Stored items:
::::

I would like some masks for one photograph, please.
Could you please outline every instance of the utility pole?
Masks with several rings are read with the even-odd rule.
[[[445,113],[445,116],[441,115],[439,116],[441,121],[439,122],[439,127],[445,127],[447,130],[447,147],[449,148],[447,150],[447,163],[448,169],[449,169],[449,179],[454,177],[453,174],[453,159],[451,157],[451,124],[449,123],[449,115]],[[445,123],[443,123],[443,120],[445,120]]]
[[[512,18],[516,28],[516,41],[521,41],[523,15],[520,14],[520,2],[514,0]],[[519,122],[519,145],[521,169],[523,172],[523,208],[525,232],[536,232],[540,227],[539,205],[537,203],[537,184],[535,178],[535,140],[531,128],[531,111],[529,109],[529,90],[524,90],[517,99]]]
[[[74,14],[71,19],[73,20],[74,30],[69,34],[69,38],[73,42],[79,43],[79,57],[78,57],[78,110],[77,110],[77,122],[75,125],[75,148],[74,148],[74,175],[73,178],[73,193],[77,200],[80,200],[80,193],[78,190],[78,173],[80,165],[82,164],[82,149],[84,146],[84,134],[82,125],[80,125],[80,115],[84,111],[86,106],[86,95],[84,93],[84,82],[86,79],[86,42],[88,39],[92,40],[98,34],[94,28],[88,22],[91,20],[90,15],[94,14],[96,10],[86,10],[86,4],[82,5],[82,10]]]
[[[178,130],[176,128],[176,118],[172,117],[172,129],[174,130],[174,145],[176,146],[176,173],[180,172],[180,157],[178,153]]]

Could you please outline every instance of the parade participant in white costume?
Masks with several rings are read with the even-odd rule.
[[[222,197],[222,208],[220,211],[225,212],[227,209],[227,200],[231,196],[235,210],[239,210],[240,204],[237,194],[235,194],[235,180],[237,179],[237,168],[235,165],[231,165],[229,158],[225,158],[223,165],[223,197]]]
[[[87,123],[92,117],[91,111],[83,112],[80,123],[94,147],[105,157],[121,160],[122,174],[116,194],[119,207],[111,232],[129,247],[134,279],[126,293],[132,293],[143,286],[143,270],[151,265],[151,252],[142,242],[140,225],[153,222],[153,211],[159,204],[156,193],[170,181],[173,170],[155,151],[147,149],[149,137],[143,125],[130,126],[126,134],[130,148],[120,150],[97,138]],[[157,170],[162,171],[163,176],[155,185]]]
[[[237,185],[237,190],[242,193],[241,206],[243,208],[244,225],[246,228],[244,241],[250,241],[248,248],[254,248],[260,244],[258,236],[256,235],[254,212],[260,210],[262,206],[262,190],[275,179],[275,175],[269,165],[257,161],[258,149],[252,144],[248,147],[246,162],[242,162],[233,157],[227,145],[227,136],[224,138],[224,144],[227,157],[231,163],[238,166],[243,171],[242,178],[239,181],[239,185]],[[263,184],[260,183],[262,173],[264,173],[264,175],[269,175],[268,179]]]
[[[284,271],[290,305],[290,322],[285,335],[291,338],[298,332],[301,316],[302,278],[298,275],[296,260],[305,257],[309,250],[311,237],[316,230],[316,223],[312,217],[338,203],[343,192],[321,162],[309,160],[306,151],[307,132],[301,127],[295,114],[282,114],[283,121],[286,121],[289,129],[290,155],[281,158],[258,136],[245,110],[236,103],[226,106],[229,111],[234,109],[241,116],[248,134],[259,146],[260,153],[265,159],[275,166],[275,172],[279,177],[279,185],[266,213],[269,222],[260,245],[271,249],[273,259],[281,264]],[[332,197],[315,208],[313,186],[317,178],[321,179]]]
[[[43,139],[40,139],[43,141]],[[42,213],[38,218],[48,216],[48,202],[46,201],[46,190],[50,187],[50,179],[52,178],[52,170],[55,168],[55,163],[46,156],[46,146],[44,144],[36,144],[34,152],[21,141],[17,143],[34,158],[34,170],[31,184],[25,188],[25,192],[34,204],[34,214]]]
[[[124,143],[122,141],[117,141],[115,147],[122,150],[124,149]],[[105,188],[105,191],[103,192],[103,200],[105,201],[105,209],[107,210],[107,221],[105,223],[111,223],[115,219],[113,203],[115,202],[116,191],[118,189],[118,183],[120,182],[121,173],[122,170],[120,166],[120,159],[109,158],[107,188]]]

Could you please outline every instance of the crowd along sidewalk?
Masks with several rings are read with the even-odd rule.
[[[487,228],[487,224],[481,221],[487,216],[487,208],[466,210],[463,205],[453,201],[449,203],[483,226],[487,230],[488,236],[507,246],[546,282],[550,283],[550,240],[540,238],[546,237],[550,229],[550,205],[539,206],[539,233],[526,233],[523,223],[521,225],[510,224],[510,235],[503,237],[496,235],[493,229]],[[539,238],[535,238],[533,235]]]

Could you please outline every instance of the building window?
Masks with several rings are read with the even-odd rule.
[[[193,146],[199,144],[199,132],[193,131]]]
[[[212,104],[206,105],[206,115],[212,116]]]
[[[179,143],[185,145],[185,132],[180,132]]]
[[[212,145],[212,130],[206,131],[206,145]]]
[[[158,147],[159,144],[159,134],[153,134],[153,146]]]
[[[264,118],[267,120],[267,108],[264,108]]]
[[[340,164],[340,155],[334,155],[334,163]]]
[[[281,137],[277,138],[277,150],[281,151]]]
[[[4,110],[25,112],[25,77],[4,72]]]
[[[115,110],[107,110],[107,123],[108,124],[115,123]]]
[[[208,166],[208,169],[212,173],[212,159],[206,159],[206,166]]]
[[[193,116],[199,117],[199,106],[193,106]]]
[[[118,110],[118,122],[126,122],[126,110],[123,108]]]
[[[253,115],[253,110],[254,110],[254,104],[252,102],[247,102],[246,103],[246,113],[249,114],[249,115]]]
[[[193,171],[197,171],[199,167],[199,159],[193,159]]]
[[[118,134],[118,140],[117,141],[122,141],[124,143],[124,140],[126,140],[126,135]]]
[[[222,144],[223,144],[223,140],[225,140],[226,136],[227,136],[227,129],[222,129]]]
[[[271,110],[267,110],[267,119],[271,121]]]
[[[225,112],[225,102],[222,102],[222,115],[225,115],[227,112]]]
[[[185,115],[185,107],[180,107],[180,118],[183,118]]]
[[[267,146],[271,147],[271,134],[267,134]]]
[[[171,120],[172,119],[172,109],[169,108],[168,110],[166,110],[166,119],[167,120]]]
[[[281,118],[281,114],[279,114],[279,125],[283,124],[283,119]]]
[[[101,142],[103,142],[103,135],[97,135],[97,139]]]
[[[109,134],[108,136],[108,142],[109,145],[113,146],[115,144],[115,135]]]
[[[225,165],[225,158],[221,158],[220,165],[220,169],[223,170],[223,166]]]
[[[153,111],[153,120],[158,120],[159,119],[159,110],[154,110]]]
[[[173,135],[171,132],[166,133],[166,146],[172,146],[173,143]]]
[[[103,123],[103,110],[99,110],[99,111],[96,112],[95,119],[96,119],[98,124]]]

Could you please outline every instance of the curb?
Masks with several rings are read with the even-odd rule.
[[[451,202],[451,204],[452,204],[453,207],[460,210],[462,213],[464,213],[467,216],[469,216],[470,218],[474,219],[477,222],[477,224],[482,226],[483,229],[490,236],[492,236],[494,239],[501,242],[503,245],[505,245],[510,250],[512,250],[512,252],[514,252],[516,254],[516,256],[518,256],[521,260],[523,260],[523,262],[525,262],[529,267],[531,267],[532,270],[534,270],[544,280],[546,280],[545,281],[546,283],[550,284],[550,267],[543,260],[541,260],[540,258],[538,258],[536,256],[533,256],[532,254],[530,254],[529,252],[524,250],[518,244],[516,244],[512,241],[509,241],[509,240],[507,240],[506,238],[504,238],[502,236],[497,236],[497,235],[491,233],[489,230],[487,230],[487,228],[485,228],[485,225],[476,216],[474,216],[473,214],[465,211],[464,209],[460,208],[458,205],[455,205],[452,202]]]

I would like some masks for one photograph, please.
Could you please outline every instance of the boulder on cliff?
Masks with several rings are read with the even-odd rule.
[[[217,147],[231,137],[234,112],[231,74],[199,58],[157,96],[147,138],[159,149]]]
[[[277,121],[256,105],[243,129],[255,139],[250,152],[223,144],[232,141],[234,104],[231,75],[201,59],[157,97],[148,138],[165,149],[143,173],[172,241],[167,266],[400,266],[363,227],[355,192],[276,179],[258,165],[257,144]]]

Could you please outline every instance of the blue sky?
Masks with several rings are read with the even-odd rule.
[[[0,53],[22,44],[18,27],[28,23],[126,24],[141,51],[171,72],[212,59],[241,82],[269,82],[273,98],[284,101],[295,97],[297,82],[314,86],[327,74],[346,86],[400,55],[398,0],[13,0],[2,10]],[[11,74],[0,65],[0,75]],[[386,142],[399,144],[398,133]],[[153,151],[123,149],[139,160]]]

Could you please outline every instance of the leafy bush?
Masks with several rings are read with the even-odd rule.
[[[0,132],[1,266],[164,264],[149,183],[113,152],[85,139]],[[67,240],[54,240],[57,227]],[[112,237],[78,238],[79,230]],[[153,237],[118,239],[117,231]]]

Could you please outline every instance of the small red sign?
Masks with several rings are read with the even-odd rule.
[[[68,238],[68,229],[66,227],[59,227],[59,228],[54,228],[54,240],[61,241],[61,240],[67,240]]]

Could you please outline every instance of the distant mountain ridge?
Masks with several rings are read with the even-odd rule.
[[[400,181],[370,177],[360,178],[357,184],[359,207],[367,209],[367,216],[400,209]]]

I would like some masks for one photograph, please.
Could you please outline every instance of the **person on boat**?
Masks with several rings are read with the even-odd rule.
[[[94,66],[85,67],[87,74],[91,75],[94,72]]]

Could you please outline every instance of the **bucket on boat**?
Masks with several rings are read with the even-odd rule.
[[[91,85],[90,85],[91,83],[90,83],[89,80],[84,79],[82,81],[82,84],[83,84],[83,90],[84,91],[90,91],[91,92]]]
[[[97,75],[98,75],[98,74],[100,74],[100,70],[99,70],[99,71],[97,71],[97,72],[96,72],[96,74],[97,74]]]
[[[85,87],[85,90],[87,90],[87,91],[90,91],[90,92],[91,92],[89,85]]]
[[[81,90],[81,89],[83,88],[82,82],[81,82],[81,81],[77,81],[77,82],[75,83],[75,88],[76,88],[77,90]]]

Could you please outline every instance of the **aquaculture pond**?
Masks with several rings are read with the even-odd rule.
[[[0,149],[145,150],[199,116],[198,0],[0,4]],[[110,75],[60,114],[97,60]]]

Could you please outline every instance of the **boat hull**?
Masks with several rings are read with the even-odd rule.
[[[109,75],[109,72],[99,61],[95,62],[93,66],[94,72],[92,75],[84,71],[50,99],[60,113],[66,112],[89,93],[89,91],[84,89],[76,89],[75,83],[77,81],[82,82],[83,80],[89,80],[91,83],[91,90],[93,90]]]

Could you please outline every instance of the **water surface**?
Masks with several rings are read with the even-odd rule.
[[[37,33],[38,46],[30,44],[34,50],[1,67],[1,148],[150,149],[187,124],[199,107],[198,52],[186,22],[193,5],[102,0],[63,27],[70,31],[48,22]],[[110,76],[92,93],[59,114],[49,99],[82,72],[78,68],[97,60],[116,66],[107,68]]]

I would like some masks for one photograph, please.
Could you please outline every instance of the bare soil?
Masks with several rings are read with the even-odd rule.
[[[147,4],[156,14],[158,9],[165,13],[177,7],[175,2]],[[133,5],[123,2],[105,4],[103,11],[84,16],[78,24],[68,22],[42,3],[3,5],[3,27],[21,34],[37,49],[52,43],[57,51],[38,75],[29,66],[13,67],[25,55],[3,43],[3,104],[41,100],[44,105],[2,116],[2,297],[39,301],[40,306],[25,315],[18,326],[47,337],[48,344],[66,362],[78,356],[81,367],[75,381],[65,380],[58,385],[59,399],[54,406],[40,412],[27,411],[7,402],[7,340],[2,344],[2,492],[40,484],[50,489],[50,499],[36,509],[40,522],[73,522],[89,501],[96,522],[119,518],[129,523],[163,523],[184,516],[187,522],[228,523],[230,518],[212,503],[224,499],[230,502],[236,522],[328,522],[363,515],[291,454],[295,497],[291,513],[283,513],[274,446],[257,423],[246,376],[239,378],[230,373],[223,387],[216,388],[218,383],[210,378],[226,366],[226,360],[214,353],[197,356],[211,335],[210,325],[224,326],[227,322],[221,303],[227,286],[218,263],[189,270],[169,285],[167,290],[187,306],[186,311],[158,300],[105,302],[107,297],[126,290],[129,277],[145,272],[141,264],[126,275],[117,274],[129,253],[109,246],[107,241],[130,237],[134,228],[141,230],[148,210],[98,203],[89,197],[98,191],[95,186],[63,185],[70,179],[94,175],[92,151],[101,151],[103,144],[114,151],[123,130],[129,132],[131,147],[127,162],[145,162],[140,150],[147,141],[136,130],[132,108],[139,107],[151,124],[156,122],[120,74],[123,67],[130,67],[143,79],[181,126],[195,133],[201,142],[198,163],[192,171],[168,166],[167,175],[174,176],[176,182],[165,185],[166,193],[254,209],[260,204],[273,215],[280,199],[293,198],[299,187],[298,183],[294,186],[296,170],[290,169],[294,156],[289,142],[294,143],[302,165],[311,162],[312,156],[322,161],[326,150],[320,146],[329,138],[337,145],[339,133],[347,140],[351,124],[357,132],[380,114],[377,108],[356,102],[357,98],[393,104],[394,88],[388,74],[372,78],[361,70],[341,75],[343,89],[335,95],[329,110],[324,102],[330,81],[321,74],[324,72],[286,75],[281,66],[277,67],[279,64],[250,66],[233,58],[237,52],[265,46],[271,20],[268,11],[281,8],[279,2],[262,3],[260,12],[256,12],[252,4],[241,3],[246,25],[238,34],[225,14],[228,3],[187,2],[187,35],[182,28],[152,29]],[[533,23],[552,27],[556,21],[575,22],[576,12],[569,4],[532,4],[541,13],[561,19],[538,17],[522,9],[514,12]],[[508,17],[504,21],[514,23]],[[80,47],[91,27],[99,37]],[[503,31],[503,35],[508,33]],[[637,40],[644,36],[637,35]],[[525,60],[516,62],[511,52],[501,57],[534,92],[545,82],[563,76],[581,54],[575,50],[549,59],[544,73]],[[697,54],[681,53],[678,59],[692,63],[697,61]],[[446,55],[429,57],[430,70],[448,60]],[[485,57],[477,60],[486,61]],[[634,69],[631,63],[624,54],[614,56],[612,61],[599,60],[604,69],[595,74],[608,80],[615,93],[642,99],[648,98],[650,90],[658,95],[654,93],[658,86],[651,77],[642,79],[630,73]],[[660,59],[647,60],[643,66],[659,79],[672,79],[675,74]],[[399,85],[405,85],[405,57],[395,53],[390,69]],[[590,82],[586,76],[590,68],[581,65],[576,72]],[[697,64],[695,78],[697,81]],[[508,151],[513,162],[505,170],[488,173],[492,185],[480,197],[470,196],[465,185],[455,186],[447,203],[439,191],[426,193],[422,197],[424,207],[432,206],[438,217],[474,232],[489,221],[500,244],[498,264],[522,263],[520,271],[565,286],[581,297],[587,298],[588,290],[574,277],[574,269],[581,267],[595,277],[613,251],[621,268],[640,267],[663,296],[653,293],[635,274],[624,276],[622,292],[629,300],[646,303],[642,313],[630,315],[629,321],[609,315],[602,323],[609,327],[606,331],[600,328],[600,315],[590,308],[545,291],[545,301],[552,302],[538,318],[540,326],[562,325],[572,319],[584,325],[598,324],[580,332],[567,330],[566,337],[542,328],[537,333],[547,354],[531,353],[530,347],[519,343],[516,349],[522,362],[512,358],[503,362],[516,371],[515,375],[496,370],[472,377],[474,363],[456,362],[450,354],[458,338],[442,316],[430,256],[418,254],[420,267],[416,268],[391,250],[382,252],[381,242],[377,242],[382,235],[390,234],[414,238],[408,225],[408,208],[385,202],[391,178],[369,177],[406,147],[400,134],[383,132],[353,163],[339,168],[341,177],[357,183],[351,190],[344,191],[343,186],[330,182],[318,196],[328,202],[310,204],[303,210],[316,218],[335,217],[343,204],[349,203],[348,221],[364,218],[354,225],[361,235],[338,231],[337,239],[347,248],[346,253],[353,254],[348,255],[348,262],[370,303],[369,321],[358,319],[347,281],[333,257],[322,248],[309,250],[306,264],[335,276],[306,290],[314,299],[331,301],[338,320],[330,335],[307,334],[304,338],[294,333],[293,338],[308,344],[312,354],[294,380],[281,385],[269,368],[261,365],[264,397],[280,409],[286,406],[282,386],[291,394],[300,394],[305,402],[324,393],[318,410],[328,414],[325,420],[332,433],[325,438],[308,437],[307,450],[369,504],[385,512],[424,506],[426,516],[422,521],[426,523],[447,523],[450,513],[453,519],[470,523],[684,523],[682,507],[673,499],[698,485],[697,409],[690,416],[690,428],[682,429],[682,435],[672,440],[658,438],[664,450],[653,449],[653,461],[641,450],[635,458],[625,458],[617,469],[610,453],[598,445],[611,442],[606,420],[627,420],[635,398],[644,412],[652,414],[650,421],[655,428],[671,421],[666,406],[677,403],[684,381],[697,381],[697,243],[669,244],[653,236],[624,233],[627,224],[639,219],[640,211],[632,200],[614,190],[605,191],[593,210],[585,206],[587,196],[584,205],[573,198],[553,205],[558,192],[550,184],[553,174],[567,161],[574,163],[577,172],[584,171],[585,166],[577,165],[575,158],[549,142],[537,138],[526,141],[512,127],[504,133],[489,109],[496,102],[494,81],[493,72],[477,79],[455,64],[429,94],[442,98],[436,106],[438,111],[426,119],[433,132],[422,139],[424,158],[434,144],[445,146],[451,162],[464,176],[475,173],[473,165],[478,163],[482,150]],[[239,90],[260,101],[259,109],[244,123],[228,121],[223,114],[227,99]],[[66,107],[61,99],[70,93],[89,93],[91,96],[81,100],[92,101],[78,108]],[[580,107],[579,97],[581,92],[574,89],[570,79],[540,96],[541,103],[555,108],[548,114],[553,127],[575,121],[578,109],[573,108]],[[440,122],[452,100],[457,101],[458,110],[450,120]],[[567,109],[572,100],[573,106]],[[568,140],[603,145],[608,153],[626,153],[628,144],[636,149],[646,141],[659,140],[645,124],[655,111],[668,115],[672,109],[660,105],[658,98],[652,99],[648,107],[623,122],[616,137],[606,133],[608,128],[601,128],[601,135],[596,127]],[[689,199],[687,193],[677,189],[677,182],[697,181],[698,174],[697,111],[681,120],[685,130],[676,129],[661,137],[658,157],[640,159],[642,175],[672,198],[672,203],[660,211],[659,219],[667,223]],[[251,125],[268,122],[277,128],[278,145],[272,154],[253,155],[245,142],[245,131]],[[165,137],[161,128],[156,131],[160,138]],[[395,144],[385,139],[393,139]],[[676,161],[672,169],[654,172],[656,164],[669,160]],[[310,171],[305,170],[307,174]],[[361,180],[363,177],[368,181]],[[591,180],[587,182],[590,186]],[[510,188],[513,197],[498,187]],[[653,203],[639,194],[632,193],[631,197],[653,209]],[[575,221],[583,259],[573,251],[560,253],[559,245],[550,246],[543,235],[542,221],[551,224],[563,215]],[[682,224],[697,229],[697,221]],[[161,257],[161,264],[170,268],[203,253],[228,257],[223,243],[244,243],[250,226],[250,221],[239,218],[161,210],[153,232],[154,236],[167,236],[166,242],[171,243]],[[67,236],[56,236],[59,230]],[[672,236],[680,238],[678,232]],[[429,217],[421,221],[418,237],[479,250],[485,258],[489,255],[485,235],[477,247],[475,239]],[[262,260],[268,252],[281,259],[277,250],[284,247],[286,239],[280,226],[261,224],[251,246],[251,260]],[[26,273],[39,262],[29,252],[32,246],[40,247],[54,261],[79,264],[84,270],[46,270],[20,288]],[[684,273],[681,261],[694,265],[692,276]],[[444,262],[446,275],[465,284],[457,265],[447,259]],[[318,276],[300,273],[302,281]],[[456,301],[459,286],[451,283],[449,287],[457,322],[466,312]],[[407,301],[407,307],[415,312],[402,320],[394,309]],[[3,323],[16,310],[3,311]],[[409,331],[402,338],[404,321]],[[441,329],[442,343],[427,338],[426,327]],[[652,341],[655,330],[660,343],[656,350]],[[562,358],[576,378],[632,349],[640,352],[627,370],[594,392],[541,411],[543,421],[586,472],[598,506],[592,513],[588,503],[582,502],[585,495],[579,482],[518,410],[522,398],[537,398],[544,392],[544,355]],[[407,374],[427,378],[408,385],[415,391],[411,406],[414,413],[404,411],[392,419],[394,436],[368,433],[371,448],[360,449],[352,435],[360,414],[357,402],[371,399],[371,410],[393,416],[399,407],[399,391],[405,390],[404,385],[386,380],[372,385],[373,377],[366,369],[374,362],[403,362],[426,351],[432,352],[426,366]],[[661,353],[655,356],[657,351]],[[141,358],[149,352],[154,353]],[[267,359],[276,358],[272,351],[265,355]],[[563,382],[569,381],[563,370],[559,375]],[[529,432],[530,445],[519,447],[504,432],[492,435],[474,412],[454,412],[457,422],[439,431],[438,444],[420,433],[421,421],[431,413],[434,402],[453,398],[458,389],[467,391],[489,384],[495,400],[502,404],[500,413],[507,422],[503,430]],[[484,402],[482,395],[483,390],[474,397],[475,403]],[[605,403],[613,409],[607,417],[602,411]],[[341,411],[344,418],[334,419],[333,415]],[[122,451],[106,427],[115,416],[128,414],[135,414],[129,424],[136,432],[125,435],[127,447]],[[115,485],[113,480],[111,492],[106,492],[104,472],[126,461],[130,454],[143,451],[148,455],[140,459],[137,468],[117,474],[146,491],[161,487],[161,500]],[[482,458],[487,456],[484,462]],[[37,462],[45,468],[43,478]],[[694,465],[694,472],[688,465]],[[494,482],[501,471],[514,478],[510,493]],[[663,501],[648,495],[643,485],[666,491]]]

::::

▶ Exercise prompt
Only the lines from the top of the data through the line that contains "Could you please outline every instance of the utility" should be quoted, exactly as they stand.

▶ Exercise response
I would like some masks for one photograph, please.
Could you please outline every instance of the utility pole?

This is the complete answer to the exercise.